> _Given task_:
Count the lines in the rows below that contain the string "baseball", with capitalization counting, and reply with only that number.

> _Materials provided_:
____
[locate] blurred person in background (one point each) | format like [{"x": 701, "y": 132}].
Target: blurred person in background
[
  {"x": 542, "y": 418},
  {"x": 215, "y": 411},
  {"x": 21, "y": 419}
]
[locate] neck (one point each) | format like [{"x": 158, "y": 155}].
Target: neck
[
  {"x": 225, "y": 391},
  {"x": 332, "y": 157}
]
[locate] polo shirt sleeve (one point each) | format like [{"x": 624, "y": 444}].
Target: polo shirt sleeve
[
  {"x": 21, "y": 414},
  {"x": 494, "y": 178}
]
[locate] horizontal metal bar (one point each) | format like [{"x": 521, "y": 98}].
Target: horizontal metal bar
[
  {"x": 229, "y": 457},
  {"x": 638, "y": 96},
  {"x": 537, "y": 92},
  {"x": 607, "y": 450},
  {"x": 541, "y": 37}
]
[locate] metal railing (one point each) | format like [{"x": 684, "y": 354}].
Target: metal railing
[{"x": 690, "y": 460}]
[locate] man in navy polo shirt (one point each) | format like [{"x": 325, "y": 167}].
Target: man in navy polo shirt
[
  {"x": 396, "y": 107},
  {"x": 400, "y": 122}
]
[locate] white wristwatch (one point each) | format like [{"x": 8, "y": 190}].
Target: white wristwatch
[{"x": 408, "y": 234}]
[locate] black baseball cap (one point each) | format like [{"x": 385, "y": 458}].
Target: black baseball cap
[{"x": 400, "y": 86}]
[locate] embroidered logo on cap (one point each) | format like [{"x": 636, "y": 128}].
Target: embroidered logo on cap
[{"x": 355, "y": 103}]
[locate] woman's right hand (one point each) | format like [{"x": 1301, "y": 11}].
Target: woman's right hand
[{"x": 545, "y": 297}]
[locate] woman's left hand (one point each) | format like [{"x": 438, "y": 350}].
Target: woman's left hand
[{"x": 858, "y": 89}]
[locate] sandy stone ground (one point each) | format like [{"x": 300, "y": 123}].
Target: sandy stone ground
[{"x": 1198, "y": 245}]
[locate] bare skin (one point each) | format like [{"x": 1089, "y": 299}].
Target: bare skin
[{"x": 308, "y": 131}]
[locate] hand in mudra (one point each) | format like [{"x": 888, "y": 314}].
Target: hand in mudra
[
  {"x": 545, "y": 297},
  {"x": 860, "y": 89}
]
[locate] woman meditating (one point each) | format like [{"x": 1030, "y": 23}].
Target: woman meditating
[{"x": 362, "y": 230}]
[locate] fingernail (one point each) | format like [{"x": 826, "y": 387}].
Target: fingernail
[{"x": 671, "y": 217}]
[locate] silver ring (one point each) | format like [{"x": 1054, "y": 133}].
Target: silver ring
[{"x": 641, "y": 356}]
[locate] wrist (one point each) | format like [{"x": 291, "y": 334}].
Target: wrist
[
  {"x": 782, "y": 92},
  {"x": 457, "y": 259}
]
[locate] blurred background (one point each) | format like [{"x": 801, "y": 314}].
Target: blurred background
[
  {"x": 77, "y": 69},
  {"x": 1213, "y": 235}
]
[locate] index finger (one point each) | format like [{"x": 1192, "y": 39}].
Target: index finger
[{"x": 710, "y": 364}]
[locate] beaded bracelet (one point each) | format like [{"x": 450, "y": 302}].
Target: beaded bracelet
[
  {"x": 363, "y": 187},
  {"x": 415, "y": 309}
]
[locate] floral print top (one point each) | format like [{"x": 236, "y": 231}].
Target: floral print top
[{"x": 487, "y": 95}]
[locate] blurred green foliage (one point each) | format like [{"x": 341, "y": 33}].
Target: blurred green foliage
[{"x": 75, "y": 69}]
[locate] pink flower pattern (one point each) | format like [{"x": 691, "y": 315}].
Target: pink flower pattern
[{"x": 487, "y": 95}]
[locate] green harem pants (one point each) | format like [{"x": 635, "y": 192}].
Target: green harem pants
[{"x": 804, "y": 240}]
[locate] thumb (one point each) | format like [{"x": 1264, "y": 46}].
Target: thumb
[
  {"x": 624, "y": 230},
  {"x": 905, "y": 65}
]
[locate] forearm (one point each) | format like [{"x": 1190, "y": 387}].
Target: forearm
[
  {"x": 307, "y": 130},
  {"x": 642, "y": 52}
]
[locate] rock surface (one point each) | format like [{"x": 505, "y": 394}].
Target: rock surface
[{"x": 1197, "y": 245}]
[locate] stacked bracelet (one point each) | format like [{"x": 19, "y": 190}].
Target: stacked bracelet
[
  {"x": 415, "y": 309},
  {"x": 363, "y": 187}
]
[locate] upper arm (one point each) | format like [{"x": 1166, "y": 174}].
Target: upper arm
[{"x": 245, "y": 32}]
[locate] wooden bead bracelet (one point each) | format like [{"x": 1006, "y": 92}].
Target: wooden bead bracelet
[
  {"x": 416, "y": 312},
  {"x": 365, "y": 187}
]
____
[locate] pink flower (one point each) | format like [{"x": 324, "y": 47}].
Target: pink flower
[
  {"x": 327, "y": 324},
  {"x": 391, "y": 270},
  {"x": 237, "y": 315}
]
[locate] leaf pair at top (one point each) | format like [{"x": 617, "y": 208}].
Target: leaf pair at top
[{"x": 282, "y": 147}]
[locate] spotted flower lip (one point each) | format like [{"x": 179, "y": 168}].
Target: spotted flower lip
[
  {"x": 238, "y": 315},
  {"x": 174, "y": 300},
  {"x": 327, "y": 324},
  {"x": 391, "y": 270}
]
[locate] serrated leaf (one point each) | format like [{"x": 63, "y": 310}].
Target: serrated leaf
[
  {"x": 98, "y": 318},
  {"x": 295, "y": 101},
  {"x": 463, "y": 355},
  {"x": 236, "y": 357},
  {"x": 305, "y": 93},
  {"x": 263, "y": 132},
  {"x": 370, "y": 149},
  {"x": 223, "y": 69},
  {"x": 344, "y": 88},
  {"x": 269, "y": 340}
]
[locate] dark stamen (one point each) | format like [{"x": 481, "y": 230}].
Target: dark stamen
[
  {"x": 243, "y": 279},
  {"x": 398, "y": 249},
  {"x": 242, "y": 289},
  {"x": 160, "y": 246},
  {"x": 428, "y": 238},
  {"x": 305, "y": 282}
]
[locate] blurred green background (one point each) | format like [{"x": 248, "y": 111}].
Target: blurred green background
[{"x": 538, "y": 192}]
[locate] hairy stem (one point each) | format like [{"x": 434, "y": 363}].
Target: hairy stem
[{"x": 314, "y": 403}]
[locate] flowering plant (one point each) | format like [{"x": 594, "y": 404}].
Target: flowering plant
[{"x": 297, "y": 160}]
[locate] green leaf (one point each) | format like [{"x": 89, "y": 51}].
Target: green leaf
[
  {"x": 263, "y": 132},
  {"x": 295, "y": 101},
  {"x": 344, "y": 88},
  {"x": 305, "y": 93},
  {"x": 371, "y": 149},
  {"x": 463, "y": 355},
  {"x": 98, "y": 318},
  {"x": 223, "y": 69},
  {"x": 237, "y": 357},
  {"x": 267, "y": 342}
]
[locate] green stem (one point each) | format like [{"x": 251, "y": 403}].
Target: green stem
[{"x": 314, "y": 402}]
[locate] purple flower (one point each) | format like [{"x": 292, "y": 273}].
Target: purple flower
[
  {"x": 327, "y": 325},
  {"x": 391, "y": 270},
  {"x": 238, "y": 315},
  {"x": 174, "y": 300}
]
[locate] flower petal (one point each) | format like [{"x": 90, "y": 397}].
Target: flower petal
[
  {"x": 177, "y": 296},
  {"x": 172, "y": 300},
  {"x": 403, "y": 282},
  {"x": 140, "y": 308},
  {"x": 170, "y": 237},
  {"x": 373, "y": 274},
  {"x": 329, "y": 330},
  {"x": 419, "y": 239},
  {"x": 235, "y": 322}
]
____
> _Finished answer_:
2